During the February 8, 2021, City Council Public Safety Committee, Interim Chief Harold Medina reported that APD has 957 sworn police. Of the 957 sworn police, Medina reported a mere 371 sworn police are in Field Services responding to calls for service or 39% of the entire sworn force. The 371 sworn police taking calls for service are spread out over 3 shifts and 8 area commands to patrol based on crime rates in the areas. Medina also told the committee that Field Services has 6 area commanders, 18 lieutenants, 53 sergeant’s, 21 bicycle officers for a total of 511 officers assigned to field services. The problem is commanders, lieutenants, sergeant’s, and bicycle officers do not patrol the streets and do not take calls for service.

▶ **Exercise task 1**: Extract the lines of the records from the line containing "like [213, 3]." through the end of the records, and reproduce them verbatim.

Pointing dataset excerpts:

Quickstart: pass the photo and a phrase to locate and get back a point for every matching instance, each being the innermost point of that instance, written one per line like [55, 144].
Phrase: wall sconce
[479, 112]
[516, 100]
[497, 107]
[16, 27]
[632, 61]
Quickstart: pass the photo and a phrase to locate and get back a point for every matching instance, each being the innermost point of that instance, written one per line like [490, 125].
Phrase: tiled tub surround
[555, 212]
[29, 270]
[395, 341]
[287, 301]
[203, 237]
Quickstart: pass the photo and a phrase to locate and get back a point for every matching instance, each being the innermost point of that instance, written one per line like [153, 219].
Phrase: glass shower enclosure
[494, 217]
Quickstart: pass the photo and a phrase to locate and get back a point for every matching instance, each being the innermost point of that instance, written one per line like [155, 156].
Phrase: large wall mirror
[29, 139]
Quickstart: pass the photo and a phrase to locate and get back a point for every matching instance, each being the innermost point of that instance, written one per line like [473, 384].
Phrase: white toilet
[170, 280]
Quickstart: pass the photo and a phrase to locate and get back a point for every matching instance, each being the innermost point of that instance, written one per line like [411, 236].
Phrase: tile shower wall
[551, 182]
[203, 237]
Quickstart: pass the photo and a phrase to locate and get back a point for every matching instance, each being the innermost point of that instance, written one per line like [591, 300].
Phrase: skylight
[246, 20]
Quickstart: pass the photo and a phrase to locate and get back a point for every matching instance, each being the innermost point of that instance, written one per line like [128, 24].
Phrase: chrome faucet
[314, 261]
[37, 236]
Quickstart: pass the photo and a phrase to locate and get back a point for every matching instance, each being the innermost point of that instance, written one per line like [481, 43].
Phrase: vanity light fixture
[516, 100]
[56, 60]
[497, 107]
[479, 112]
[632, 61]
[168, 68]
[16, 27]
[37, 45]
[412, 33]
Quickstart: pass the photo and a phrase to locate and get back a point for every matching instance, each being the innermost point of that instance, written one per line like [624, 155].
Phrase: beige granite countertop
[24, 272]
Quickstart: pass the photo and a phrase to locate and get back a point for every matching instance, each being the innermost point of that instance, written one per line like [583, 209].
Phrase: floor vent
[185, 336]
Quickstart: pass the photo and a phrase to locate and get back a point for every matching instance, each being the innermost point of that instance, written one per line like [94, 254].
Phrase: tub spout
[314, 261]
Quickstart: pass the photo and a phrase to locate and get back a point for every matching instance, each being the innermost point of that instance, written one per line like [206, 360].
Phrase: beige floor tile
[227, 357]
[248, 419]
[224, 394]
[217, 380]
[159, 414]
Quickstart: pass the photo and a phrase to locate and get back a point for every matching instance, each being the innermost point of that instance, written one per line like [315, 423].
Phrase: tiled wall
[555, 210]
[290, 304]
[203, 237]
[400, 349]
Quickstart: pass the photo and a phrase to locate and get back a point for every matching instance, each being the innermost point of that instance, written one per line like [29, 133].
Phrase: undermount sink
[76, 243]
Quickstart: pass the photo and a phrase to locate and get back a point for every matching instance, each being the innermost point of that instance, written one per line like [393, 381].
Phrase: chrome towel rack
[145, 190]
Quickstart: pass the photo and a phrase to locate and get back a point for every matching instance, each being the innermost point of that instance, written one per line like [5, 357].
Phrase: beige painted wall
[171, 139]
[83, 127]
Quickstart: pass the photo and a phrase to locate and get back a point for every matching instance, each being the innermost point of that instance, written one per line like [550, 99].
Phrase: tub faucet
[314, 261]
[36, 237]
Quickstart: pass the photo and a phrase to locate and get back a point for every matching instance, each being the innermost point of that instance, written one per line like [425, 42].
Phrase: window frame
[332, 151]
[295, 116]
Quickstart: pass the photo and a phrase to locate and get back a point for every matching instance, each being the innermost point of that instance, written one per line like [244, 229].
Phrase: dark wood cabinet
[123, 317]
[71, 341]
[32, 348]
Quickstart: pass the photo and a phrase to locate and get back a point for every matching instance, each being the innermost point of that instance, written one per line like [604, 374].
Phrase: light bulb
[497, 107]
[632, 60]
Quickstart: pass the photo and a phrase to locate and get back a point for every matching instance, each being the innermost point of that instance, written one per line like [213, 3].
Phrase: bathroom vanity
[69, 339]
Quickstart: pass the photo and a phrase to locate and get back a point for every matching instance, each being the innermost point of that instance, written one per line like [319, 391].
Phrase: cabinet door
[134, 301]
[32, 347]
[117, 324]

▶ **Exercise task 2**: According to the police staffing passage, how many sworn police are in Field Services responding to calls for service?

▶ **Task solution 1**:
Quickstart: pass the photo and a phrase to locate and get back a point for every matching instance, each being the innermost point of that instance, written one per line like [213, 3].
Phrase: bathroom vanity
[69, 339]
Quickstart: pass the photo and a phrase to locate and get back a point for every matching instance, each being the innermost point of that instance, written one per line like [319, 391].
Phrase: cabinet door
[134, 301]
[32, 347]
[117, 324]

▶ **Task solution 2**: 371 sworn police, or 39% of the entire sworn force.